REQUIREMENTS – Exactly reproduce the line that contains "of the weed" and all lines after it in the entries below, through the very last line.

··· LISTED ENTRIES

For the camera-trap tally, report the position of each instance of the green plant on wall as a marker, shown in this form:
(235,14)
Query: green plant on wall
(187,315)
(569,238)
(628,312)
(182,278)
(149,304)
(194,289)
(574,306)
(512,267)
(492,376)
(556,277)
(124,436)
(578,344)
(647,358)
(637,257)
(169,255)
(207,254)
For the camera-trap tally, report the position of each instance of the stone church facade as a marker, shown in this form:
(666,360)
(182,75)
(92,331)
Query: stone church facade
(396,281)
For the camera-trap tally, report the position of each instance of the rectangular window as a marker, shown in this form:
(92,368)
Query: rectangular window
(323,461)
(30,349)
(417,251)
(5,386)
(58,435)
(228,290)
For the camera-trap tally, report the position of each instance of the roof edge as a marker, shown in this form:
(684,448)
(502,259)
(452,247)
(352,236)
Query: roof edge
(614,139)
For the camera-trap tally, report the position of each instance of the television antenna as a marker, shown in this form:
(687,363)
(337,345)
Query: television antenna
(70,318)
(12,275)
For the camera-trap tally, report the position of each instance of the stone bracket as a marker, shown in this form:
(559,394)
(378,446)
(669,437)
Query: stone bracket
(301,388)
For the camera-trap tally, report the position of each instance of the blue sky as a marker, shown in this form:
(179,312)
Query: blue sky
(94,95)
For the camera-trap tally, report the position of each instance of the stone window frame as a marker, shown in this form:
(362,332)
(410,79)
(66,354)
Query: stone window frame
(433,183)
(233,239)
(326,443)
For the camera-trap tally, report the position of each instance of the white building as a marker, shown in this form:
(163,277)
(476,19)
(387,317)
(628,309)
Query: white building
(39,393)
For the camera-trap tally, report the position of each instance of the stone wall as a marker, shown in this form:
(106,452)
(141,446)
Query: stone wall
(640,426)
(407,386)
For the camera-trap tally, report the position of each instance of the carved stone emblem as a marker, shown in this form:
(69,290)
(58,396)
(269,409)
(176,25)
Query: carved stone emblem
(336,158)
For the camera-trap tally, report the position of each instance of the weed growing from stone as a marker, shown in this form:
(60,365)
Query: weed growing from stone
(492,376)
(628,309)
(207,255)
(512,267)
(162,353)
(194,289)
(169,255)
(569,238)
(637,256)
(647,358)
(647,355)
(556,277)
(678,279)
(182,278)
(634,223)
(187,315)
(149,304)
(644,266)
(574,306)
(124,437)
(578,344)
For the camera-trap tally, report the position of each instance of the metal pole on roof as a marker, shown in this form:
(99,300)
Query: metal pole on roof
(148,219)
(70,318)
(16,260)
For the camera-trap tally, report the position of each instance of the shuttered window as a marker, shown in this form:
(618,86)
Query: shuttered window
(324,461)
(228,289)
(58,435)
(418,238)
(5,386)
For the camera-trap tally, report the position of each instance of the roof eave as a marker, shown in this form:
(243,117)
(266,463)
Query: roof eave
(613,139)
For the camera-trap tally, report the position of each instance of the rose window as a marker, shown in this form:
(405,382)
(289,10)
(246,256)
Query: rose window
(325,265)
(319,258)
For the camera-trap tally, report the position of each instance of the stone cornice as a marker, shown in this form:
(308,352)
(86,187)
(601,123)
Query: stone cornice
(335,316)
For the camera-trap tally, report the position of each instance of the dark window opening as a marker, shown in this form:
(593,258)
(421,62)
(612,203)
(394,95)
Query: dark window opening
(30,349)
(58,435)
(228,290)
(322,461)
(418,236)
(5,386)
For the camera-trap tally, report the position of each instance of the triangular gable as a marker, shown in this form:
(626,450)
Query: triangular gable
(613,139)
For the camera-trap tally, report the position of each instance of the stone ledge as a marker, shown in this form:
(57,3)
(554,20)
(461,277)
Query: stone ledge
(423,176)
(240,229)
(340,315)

······

EXERCISE OUTPUT –
For the camera-trap tally, report the position of each instance of the weed growing from stone as a marker, shown in this form:
(60,365)
Query: weed growing from stone
(492,376)
(628,309)
(207,255)
(512,267)
(162,353)
(194,289)
(169,255)
(569,238)
(637,256)
(647,358)
(647,355)
(556,277)
(678,279)
(182,278)
(634,223)
(187,315)
(149,304)
(644,266)
(574,306)
(124,437)
(578,344)
For the camera-trap tally, report the position of each instance of the metal pole on roof as a marker, shown in this form:
(99,300)
Query: metal pole on roof
(148,219)
(70,318)
(16,260)
For the camera-trap tally, report the position of each instance of the shuttered window as a marker, shown in this form:
(618,86)
Query: shuttered window
(324,461)
(228,289)
(58,435)
(418,238)
(5,386)
For the camera-trap tally, report the position of each instance of the roof eave as a marker, shown in this form:
(243,117)
(266,463)
Query: roof eave
(613,139)
For the camera-trap tally, report the position of each instance of the rose window as a marker, shown in this form:
(405,382)
(289,10)
(246,256)
Query: rose window
(325,265)
(319,258)
For the camera-trap tally, report the position of each instance of the stone cornice as a marker, shown in this form:
(308,352)
(86,187)
(601,123)
Query: stone cornice
(335,316)
For the camera-trap tally, report the position of each instance of the dark window opening as a marker, shown in this form:
(593,258)
(421,62)
(612,203)
(394,95)
Query: dark window opening
(30,349)
(58,435)
(228,290)
(322,461)
(418,236)
(5,386)
For the camera-trap tally, report the position of each instance of the triangular gable as a marker, shown in this form:
(626,450)
Query: triangular gable
(613,139)
For the camera-trap tally, report the position of each instance of the stone ledge as a marker, shown in this form:
(57,3)
(554,20)
(461,277)
Query: stone ledge
(423,176)
(240,229)
(340,315)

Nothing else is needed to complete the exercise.